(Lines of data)
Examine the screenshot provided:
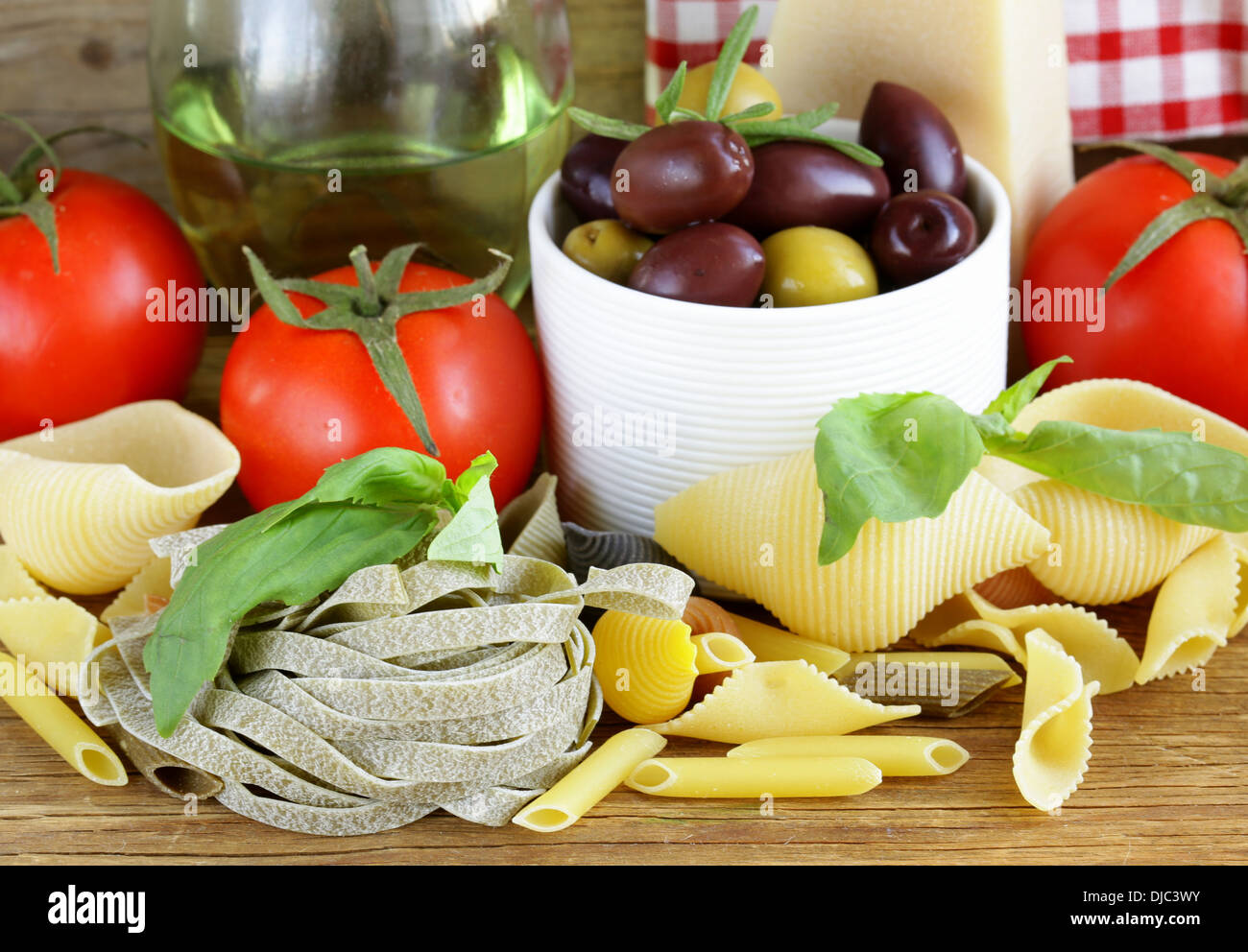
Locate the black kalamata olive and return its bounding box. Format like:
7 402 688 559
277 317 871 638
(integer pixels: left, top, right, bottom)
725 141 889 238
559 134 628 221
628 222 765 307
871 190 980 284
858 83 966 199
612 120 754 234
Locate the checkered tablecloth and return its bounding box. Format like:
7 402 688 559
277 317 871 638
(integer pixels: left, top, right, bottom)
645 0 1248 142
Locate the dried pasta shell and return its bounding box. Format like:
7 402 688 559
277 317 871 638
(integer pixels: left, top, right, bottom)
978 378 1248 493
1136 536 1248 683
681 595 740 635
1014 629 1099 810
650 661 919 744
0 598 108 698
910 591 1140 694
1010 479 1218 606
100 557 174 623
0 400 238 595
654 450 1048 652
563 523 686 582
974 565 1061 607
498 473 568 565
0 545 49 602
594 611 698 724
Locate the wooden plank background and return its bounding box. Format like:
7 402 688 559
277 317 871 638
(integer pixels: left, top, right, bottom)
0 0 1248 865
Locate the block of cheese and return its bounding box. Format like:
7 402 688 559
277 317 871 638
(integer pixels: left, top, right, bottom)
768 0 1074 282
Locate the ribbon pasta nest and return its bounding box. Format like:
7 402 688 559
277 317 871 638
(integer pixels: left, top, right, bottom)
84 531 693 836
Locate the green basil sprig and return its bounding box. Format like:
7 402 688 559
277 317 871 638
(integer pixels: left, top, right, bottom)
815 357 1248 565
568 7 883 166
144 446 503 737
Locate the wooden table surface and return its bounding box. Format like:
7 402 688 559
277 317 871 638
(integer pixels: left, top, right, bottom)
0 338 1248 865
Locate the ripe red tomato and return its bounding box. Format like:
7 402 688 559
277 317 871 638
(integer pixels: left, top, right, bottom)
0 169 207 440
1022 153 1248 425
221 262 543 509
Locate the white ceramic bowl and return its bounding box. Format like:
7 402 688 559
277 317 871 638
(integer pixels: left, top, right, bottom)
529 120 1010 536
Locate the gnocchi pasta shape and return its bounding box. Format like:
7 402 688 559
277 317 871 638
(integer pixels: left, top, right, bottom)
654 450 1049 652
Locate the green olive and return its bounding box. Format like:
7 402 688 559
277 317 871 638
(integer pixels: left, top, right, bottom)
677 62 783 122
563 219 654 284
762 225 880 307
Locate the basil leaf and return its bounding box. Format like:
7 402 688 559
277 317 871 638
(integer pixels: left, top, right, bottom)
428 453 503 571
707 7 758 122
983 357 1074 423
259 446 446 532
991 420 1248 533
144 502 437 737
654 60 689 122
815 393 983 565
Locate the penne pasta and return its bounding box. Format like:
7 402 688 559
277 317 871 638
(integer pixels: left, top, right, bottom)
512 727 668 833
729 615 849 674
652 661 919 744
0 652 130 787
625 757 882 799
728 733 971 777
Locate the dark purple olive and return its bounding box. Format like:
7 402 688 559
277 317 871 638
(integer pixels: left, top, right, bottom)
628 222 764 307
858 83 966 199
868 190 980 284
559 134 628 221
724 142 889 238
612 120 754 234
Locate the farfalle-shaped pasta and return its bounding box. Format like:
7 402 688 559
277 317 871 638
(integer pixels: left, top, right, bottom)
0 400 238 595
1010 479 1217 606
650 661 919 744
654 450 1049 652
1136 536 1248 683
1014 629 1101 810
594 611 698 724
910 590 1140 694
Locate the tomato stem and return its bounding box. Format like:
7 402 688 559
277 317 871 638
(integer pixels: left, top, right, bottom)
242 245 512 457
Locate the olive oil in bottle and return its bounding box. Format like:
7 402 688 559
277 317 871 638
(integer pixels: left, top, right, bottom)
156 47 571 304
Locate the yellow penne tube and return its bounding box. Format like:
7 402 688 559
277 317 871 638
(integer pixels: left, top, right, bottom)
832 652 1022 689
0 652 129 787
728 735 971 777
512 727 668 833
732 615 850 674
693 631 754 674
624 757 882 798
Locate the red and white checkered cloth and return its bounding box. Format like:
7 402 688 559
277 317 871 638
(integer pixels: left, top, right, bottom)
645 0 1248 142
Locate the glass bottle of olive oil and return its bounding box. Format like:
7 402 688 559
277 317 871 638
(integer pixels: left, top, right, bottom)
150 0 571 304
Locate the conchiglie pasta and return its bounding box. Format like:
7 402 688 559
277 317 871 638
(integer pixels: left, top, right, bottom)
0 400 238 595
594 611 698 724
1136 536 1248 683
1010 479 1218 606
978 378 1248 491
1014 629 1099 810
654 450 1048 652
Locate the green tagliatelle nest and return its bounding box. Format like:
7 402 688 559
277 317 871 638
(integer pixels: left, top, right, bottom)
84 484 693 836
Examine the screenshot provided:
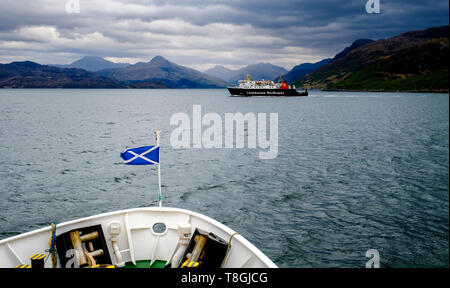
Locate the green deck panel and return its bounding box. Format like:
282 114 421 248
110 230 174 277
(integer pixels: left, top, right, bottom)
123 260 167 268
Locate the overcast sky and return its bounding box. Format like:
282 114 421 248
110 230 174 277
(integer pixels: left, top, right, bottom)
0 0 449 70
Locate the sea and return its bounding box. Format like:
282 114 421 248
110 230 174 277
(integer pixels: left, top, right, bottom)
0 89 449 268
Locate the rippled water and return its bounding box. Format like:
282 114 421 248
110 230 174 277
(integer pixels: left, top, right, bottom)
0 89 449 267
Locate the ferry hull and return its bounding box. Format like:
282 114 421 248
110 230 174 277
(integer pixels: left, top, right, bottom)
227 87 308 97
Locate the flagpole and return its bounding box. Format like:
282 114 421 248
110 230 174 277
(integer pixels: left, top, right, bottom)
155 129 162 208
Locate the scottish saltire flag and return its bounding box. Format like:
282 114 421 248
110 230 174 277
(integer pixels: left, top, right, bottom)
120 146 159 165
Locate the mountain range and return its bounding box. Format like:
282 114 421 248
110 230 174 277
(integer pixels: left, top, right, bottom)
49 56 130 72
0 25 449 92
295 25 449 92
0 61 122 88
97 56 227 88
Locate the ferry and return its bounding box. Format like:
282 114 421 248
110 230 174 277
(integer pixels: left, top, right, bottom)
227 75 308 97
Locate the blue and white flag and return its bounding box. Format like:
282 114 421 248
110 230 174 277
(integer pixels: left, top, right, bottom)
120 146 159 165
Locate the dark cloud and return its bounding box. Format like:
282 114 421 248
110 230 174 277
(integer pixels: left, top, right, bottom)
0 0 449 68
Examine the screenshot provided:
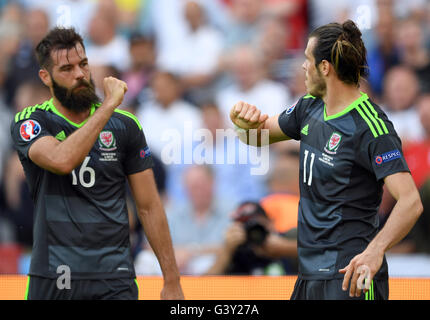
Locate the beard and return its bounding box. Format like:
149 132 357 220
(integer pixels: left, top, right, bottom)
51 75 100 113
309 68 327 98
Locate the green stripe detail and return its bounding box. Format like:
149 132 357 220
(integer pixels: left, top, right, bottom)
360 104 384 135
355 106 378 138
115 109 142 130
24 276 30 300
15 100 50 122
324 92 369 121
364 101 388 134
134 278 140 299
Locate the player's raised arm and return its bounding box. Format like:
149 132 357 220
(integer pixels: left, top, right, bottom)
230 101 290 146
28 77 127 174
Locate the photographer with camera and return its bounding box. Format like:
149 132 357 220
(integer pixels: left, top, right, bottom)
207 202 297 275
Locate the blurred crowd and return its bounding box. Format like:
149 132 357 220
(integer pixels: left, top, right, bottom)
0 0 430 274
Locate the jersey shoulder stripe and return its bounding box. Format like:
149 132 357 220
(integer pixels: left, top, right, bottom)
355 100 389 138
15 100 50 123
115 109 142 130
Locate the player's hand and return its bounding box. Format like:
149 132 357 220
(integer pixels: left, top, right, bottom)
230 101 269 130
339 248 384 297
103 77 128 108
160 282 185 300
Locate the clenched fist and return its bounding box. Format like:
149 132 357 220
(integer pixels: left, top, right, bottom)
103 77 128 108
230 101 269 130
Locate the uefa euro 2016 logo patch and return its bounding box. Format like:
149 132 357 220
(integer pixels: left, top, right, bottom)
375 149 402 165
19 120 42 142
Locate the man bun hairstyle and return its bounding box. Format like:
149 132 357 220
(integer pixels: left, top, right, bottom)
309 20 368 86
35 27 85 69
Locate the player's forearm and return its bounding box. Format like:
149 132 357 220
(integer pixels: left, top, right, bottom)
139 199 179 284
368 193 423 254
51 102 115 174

---

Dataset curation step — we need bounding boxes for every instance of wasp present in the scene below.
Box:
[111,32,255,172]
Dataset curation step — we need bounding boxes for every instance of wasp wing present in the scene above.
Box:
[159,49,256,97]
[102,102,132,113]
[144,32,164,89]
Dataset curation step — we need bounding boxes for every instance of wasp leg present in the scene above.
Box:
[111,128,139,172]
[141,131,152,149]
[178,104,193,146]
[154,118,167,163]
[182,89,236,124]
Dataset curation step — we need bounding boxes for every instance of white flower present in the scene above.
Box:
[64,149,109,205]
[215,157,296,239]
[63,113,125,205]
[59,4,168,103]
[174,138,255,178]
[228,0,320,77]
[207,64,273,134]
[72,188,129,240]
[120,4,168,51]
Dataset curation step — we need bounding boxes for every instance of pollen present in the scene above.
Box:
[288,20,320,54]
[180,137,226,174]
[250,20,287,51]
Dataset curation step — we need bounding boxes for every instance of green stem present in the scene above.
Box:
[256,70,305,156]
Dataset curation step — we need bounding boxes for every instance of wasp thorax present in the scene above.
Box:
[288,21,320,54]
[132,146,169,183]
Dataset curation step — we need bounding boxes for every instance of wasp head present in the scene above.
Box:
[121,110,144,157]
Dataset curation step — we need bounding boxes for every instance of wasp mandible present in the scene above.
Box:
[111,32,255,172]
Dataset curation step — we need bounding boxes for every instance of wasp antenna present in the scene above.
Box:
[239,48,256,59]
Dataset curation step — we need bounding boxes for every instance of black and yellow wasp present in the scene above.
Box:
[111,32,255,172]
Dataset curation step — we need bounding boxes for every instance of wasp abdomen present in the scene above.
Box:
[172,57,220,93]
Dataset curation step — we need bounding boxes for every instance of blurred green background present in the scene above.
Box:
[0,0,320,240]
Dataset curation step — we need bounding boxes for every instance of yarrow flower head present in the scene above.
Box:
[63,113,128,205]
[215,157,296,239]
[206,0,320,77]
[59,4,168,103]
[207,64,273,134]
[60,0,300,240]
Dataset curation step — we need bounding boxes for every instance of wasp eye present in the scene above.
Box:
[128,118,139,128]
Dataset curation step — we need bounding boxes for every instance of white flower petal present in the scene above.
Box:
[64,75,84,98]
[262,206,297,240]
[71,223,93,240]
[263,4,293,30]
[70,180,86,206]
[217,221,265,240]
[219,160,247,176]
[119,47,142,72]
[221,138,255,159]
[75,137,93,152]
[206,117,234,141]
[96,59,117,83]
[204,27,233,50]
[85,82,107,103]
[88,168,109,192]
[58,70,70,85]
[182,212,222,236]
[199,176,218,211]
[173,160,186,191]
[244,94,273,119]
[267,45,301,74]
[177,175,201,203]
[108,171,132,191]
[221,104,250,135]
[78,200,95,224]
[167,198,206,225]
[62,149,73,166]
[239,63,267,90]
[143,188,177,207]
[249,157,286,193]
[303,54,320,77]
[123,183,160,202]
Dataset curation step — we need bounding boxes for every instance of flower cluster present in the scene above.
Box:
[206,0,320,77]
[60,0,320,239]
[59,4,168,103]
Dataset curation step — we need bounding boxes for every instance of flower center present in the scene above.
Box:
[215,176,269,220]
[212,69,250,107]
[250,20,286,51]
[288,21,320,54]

• Stated goal
Recast the lines above, from the one containing "Locate the glass" through the one containing "0 89 449 268" (both included), as a numbered list with blank lines omitted. Leave the pictures out of the list.

• Exercise solution
1. Locate the glass bottle of olive oil and return its bounding box. Format like:
2. 7 402 688 559
3. 277 317 871 638
4. (integer pixels: left, top, right, bottom)
5. 150 0 571 304
6. Locate the conchiglie pasta and return its bounding box. Format like:
7. 7 402 688 559
8. 277 317 871 638
9. (integer pixels: left, top, right, bottom)
10. 0 400 238 595
11. 594 611 698 724
12. 1136 536 1248 683
13. 1010 479 1218 606
14. 978 378 1248 491
15. 1014 629 1099 810
16. 654 450 1048 652
17. Locate the green tagliatelle nest and return its bounding box. Format like:
18. 7 402 688 559
19. 277 317 871 638
20. (integer pixels: left, top, right, bottom)
21. 84 484 693 836
22. Examine the screenshot provided:
23. Locate the green deck panel and return its bounding box. Format like:
24. 282 114 421 248
25. 110 230 174 277
26. (integer pixels: left, top, right, bottom)
27. 123 260 167 268
28. Locate the overcast sky and return its bounding box. Format like:
29. 282 114 421 248
30. 110 230 174 277
31. (integer pixels: left, top, right, bottom)
32. 0 0 449 70
33. Locate the sea and return its bounding box. Format like:
34. 282 114 421 248
35. 110 230 174 277
36. (integer pixels: left, top, right, bottom)
37. 0 89 449 268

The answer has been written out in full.